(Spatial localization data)

= Beginning of Section =

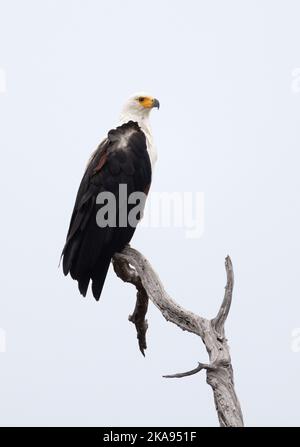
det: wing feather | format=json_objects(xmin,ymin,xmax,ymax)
[{"xmin": 62, "ymin": 121, "xmax": 151, "ymax": 300}]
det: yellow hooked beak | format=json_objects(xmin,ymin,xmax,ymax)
[{"xmin": 138, "ymin": 96, "xmax": 160, "ymax": 109}]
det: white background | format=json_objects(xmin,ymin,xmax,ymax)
[{"xmin": 0, "ymin": 0, "xmax": 300, "ymax": 427}]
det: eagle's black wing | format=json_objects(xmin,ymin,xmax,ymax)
[{"xmin": 62, "ymin": 121, "xmax": 151, "ymax": 300}]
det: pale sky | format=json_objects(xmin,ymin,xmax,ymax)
[{"xmin": 0, "ymin": 0, "xmax": 300, "ymax": 427}]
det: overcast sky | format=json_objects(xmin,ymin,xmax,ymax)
[{"xmin": 0, "ymin": 0, "xmax": 300, "ymax": 427}]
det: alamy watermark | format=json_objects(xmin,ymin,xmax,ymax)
[
  {"xmin": 0, "ymin": 68, "xmax": 7, "ymax": 94},
  {"xmin": 291, "ymin": 328, "xmax": 300, "ymax": 353},
  {"xmin": 0, "ymin": 328, "xmax": 6, "ymax": 353},
  {"xmin": 96, "ymin": 185, "xmax": 204, "ymax": 239},
  {"xmin": 291, "ymin": 68, "xmax": 300, "ymax": 93},
  {"xmin": 141, "ymin": 191, "xmax": 204, "ymax": 239}
]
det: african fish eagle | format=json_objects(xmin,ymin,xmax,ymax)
[{"xmin": 61, "ymin": 93, "xmax": 159, "ymax": 300}]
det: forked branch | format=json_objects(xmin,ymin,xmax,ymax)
[{"xmin": 112, "ymin": 246, "xmax": 243, "ymax": 427}]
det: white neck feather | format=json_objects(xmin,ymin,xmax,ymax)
[{"xmin": 117, "ymin": 110, "xmax": 157, "ymax": 168}]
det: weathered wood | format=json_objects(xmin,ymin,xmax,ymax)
[{"xmin": 112, "ymin": 246, "xmax": 243, "ymax": 427}]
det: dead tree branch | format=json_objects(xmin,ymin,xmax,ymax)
[{"xmin": 112, "ymin": 246, "xmax": 243, "ymax": 427}]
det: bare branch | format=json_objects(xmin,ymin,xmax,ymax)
[
  {"xmin": 113, "ymin": 246, "xmax": 203, "ymax": 337},
  {"xmin": 112, "ymin": 253, "xmax": 149, "ymax": 356},
  {"xmin": 163, "ymin": 362, "xmax": 212, "ymax": 379},
  {"xmin": 112, "ymin": 246, "xmax": 244, "ymax": 427},
  {"xmin": 212, "ymin": 255, "xmax": 234, "ymax": 335},
  {"xmin": 128, "ymin": 288, "xmax": 148, "ymax": 356}
]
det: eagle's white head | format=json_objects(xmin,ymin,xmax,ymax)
[
  {"xmin": 119, "ymin": 92, "xmax": 160, "ymax": 124},
  {"xmin": 118, "ymin": 92, "xmax": 159, "ymax": 167}
]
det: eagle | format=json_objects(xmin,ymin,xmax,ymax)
[{"xmin": 61, "ymin": 93, "xmax": 159, "ymax": 300}]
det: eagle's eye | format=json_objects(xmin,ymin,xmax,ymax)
[{"xmin": 138, "ymin": 97, "xmax": 145, "ymax": 103}]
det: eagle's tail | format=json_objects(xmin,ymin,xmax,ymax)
[
  {"xmin": 90, "ymin": 255, "xmax": 111, "ymax": 301},
  {"xmin": 62, "ymin": 237, "xmax": 111, "ymax": 300}
]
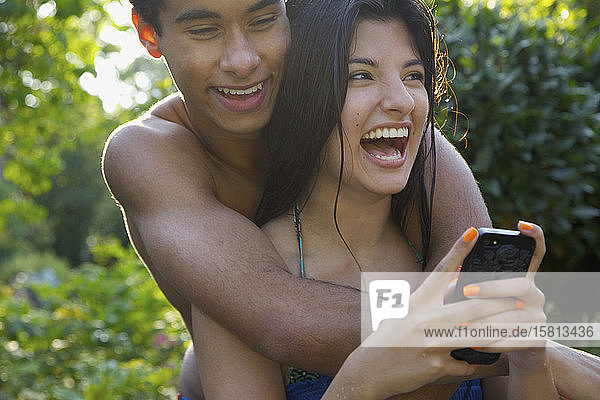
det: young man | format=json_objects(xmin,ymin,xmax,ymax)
[{"xmin": 102, "ymin": 0, "xmax": 600, "ymax": 398}]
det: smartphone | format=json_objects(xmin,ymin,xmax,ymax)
[{"xmin": 449, "ymin": 228, "xmax": 536, "ymax": 364}]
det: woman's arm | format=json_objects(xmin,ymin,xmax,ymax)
[
  {"xmin": 321, "ymin": 229, "xmax": 488, "ymax": 399},
  {"xmin": 190, "ymin": 305, "xmax": 286, "ymax": 399}
]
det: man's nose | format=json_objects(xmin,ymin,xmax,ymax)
[
  {"xmin": 220, "ymin": 29, "xmax": 260, "ymax": 79},
  {"xmin": 381, "ymin": 80, "xmax": 415, "ymax": 115}
]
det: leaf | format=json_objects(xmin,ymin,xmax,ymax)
[{"xmin": 571, "ymin": 206, "xmax": 600, "ymax": 220}]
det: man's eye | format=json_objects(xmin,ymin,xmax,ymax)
[
  {"xmin": 349, "ymin": 71, "xmax": 372, "ymax": 80},
  {"xmin": 187, "ymin": 27, "xmax": 219, "ymax": 37},
  {"xmin": 251, "ymin": 15, "xmax": 278, "ymax": 28}
]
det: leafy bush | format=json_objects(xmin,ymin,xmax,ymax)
[
  {"xmin": 0, "ymin": 238, "xmax": 189, "ymax": 399},
  {"xmin": 0, "ymin": 251, "xmax": 70, "ymax": 284},
  {"xmin": 437, "ymin": 0, "xmax": 600, "ymax": 271},
  {"xmin": 0, "ymin": 0, "xmax": 172, "ymax": 266}
]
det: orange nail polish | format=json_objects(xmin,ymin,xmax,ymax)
[
  {"xmin": 463, "ymin": 227, "xmax": 478, "ymax": 242},
  {"xmin": 463, "ymin": 285, "xmax": 479, "ymax": 297},
  {"xmin": 518, "ymin": 221, "xmax": 533, "ymax": 231},
  {"xmin": 515, "ymin": 299, "xmax": 526, "ymax": 309}
]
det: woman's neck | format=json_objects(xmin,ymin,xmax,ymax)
[
  {"xmin": 261, "ymin": 173, "xmax": 422, "ymax": 289},
  {"xmin": 298, "ymin": 176, "xmax": 396, "ymax": 254}
]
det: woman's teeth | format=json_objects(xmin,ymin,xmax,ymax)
[
  {"xmin": 372, "ymin": 149, "xmax": 403, "ymax": 160},
  {"xmin": 361, "ymin": 127, "xmax": 408, "ymax": 140},
  {"xmin": 216, "ymin": 82, "xmax": 263, "ymax": 95}
]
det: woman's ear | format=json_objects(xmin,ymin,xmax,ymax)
[{"xmin": 132, "ymin": 11, "xmax": 162, "ymax": 59}]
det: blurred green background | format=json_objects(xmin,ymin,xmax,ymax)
[{"xmin": 0, "ymin": 0, "xmax": 598, "ymax": 398}]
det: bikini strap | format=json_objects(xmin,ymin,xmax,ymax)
[
  {"xmin": 293, "ymin": 202, "xmax": 423, "ymax": 277},
  {"xmin": 293, "ymin": 202, "xmax": 306, "ymax": 279}
]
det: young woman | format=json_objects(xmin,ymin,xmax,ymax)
[{"xmin": 188, "ymin": 0, "xmax": 555, "ymax": 398}]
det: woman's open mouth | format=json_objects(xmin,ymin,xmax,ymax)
[{"xmin": 360, "ymin": 127, "xmax": 409, "ymax": 167}]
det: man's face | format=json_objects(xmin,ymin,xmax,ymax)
[{"xmin": 153, "ymin": 0, "xmax": 290, "ymax": 138}]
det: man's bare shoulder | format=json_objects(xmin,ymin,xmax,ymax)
[
  {"xmin": 433, "ymin": 130, "xmax": 489, "ymax": 213},
  {"xmin": 102, "ymin": 94, "xmax": 213, "ymax": 211},
  {"xmin": 106, "ymin": 92, "xmax": 196, "ymax": 147},
  {"xmin": 434, "ymin": 130, "xmax": 472, "ymax": 181},
  {"xmin": 427, "ymin": 129, "xmax": 492, "ymax": 268}
]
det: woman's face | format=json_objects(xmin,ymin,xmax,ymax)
[{"xmin": 322, "ymin": 18, "xmax": 429, "ymax": 198}]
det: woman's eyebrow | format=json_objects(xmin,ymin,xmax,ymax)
[
  {"xmin": 405, "ymin": 59, "xmax": 424, "ymax": 68},
  {"xmin": 348, "ymin": 57, "xmax": 378, "ymax": 67},
  {"xmin": 348, "ymin": 58, "xmax": 423, "ymax": 68}
]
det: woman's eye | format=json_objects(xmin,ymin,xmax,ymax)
[
  {"xmin": 405, "ymin": 71, "xmax": 425, "ymax": 82},
  {"xmin": 349, "ymin": 71, "xmax": 372, "ymax": 80}
]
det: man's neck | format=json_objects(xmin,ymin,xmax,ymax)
[
  {"xmin": 172, "ymin": 95, "xmax": 266, "ymax": 178},
  {"xmin": 202, "ymin": 133, "xmax": 266, "ymax": 179}
]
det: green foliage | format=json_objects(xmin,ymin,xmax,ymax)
[
  {"xmin": 436, "ymin": 0, "xmax": 600, "ymax": 271},
  {"xmin": 0, "ymin": 0, "xmax": 107, "ymax": 259},
  {"xmin": 0, "ymin": 0, "xmax": 598, "ymax": 396},
  {"xmin": 0, "ymin": 251, "xmax": 69, "ymax": 284},
  {"xmin": 1, "ymin": 0, "xmax": 102, "ymax": 195},
  {"xmin": 0, "ymin": 239, "xmax": 188, "ymax": 399},
  {"xmin": 0, "ymin": 0, "xmax": 173, "ymax": 264}
]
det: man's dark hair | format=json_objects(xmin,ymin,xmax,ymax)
[
  {"xmin": 257, "ymin": 0, "xmax": 446, "ymax": 267},
  {"xmin": 130, "ymin": 0, "xmax": 166, "ymax": 35}
]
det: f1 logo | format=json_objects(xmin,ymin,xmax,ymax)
[{"xmin": 369, "ymin": 280, "xmax": 410, "ymax": 331}]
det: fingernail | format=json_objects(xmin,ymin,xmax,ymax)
[
  {"xmin": 463, "ymin": 285, "xmax": 479, "ymax": 297},
  {"xmin": 518, "ymin": 221, "xmax": 534, "ymax": 231},
  {"xmin": 515, "ymin": 299, "xmax": 527, "ymax": 309},
  {"xmin": 450, "ymin": 277, "xmax": 458, "ymax": 285},
  {"xmin": 463, "ymin": 227, "xmax": 478, "ymax": 242}
]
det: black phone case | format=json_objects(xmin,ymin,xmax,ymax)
[{"xmin": 450, "ymin": 229, "xmax": 535, "ymax": 365}]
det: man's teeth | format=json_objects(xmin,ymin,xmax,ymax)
[
  {"xmin": 361, "ymin": 127, "xmax": 408, "ymax": 140},
  {"xmin": 372, "ymin": 149, "xmax": 402, "ymax": 160},
  {"xmin": 216, "ymin": 82, "xmax": 263, "ymax": 95}
]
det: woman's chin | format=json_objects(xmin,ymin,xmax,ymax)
[{"xmin": 359, "ymin": 177, "xmax": 411, "ymax": 197}]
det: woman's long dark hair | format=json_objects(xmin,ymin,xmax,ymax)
[{"xmin": 256, "ymin": 0, "xmax": 445, "ymax": 268}]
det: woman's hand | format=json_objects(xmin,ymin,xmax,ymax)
[
  {"xmin": 324, "ymin": 226, "xmax": 526, "ymax": 399},
  {"xmin": 462, "ymin": 222, "xmax": 549, "ymax": 359},
  {"xmin": 324, "ymin": 222, "xmax": 554, "ymax": 400},
  {"xmin": 495, "ymin": 222, "xmax": 558, "ymax": 399},
  {"xmin": 444, "ymin": 221, "xmax": 557, "ymax": 399}
]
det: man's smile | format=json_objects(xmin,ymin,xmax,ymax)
[
  {"xmin": 211, "ymin": 79, "xmax": 269, "ymax": 113},
  {"xmin": 215, "ymin": 81, "xmax": 264, "ymax": 96}
]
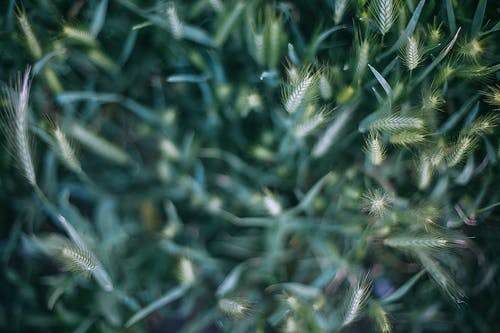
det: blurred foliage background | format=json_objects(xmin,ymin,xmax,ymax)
[{"xmin": 1, "ymin": 0, "xmax": 499, "ymax": 332}]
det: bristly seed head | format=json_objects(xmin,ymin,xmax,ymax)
[
  {"xmin": 342, "ymin": 277, "xmax": 372, "ymax": 327},
  {"xmin": 364, "ymin": 131, "xmax": 386, "ymax": 166},
  {"xmin": 166, "ymin": 2, "xmax": 183, "ymax": 39},
  {"xmin": 218, "ymin": 298, "xmax": 252, "ymax": 318},
  {"xmin": 369, "ymin": 0, "xmax": 400, "ymax": 36},
  {"xmin": 54, "ymin": 126, "xmax": 82, "ymax": 173},
  {"xmin": 282, "ymin": 65, "xmax": 318, "ymax": 114},
  {"xmin": 60, "ymin": 244, "xmax": 97, "ymax": 275},
  {"xmin": 2, "ymin": 66, "xmax": 36, "ymax": 186},
  {"xmin": 401, "ymin": 35, "xmax": 424, "ymax": 71},
  {"xmin": 362, "ymin": 189, "xmax": 391, "ymax": 217}
]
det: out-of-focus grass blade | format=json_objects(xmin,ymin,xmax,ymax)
[
  {"xmin": 57, "ymin": 92, "xmax": 162, "ymax": 125},
  {"xmin": 90, "ymin": 0, "xmax": 108, "ymax": 37},
  {"xmin": 376, "ymin": 0, "xmax": 426, "ymax": 61},
  {"xmin": 216, "ymin": 263, "xmax": 245, "ymax": 297},
  {"xmin": 121, "ymin": 98, "xmax": 162, "ymax": 125},
  {"xmin": 412, "ymin": 27, "xmax": 461, "ymax": 87},
  {"xmin": 439, "ymin": 96, "xmax": 479, "ymax": 134},
  {"xmin": 167, "ymin": 74, "xmax": 210, "ymax": 83},
  {"xmin": 480, "ymin": 21, "xmax": 500, "ymax": 36},
  {"xmin": 471, "ymin": 0, "xmax": 487, "ymax": 36},
  {"xmin": 57, "ymin": 92, "xmax": 121, "ymax": 104},
  {"xmin": 445, "ymin": 0, "xmax": 456, "ymax": 33},
  {"xmin": 125, "ymin": 284, "xmax": 190, "ymax": 327},
  {"xmin": 66, "ymin": 122, "xmax": 131, "ymax": 165},
  {"xmin": 214, "ymin": 2, "xmax": 245, "ymax": 46},
  {"xmin": 33, "ymin": 49, "xmax": 66, "ymax": 75},
  {"xmin": 306, "ymin": 25, "xmax": 347, "ymax": 61},
  {"xmin": 313, "ymin": 101, "xmax": 358, "ymax": 157},
  {"xmin": 381, "ymin": 270, "xmax": 425, "ymax": 303},
  {"xmin": 288, "ymin": 43, "xmax": 301, "ymax": 66},
  {"xmin": 119, "ymin": 30, "xmax": 138, "ymax": 65},
  {"xmin": 455, "ymin": 155, "xmax": 475, "ymax": 185},
  {"xmin": 182, "ymin": 25, "xmax": 215, "ymax": 47},
  {"xmin": 288, "ymin": 172, "xmax": 332, "ymax": 214}
]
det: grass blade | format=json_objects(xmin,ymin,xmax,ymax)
[
  {"xmin": 90, "ymin": 0, "xmax": 108, "ymax": 37},
  {"xmin": 125, "ymin": 284, "xmax": 190, "ymax": 327},
  {"xmin": 471, "ymin": 0, "xmax": 487, "ymax": 36},
  {"xmin": 368, "ymin": 64, "xmax": 393, "ymax": 99},
  {"xmin": 381, "ymin": 270, "xmax": 425, "ymax": 303},
  {"xmin": 412, "ymin": 27, "xmax": 461, "ymax": 87},
  {"xmin": 445, "ymin": 0, "xmax": 456, "ymax": 33}
]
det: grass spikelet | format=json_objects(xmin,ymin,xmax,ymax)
[
  {"xmin": 218, "ymin": 297, "xmax": 253, "ymax": 318},
  {"xmin": 401, "ymin": 35, "xmax": 424, "ymax": 71},
  {"xmin": 369, "ymin": 0, "xmax": 400, "ymax": 36},
  {"xmin": 16, "ymin": 7, "xmax": 42, "ymax": 59},
  {"xmin": 446, "ymin": 134, "xmax": 478, "ymax": 167},
  {"xmin": 252, "ymin": 32, "xmax": 265, "ymax": 66},
  {"xmin": 334, "ymin": 0, "xmax": 350, "ymax": 24},
  {"xmin": 389, "ymin": 130, "xmax": 427, "ymax": 146},
  {"xmin": 384, "ymin": 235, "xmax": 449, "ymax": 249},
  {"xmin": 458, "ymin": 37, "xmax": 485, "ymax": 63},
  {"xmin": 59, "ymin": 243, "xmax": 97, "ymax": 275},
  {"xmin": 416, "ymin": 251, "xmax": 465, "ymax": 303},
  {"xmin": 481, "ymin": 85, "xmax": 500, "ymax": 109},
  {"xmin": 54, "ymin": 126, "xmax": 82, "ymax": 174},
  {"xmin": 2, "ymin": 67, "xmax": 36, "ymax": 186},
  {"xmin": 466, "ymin": 113, "xmax": 499, "ymax": 136},
  {"xmin": 342, "ymin": 277, "xmax": 372, "ymax": 327},
  {"xmin": 362, "ymin": 189, "xmax": 390, "ymax": 217},
  {"xmin": 354, "ymin": 38, "xmax": 370, "ymax": 82},
  {"xmin": 166, "ymin": 2, "xmax": 183, "ymax": 39},
  {"xmin": 318, "ymin": 71, "xmax": 333, "ymax": 100},
  {"xmin": 417, "ymin": 154, "xmax": 433, "ymax": 189},
  {"xmin": 364, "ymin": 131, "xmax": 386, "ymax": 165},
  {"xmin": 372, "ymin": 304, "xmax": 392, "ymax": 333},
  {"xmin": 266, "ymin": 10, "xmax": 284, "ymax": 70},
  {"xmin": 421, "ymin": 88, "xmax": 445, "ymax": 111},
  {"xmin": 282, "ymin": 66, "xmax": 318, "ymax": 114},
  {"xmin": 294, "ymin": 107, "xmax": 327, "ymax": 139},
  {"xmin": 369, "ymin": 115, "xmax": 424, "ymax": 133},
  {"xmin": 178, "ymin": 257, "xmax": 196, "ymax": 285},
  {"xmin": 63, "ymin": 26, "xmax": 96, "ymax": 46},
  {"xmin": 312, "ymin": 107, "xmax": 353, "ymax": 157},
  {"xmin": 263, "ymin": 189, "xmax": 282, "ymax": 216}
]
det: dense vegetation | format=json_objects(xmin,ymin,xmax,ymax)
[{"xmin": 1, "ymin": 0, "xmax": 499, "ymax": 332}]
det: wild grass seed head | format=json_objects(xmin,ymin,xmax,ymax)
[{"xmin": 1, "ymin": 66, "xmax": 36, "ymax": 186}]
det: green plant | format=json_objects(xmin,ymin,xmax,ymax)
[{"xmin": 1, "ymin": 0, "xmax": 499, "ymax": 332}]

= End of Section =

> **Problem**
Only the lines from the one with "det: dense vegetation" through the end of the data belong in the answer, each reproduced exactly.

> **Exercise solution**
det: dense vegetation | format=json_objects(xmin,ymin,xmax,ymax)
[{"xmin": 1, "ymin": 0, "xmax": 499, "ymax": 332}]
det: wild grass seed head | format=json_objects(xmin,ymin,xmax,ymax)
[{"xmin": 1, "ymin": 66, "xmax": 36, "ymax": 186}]
det: green plant | format=json_objects(xmin,ymin,xmax,ymax)
[{"xmin": 1, "ymin": 0, "xmax": 499, "ymax": 332}]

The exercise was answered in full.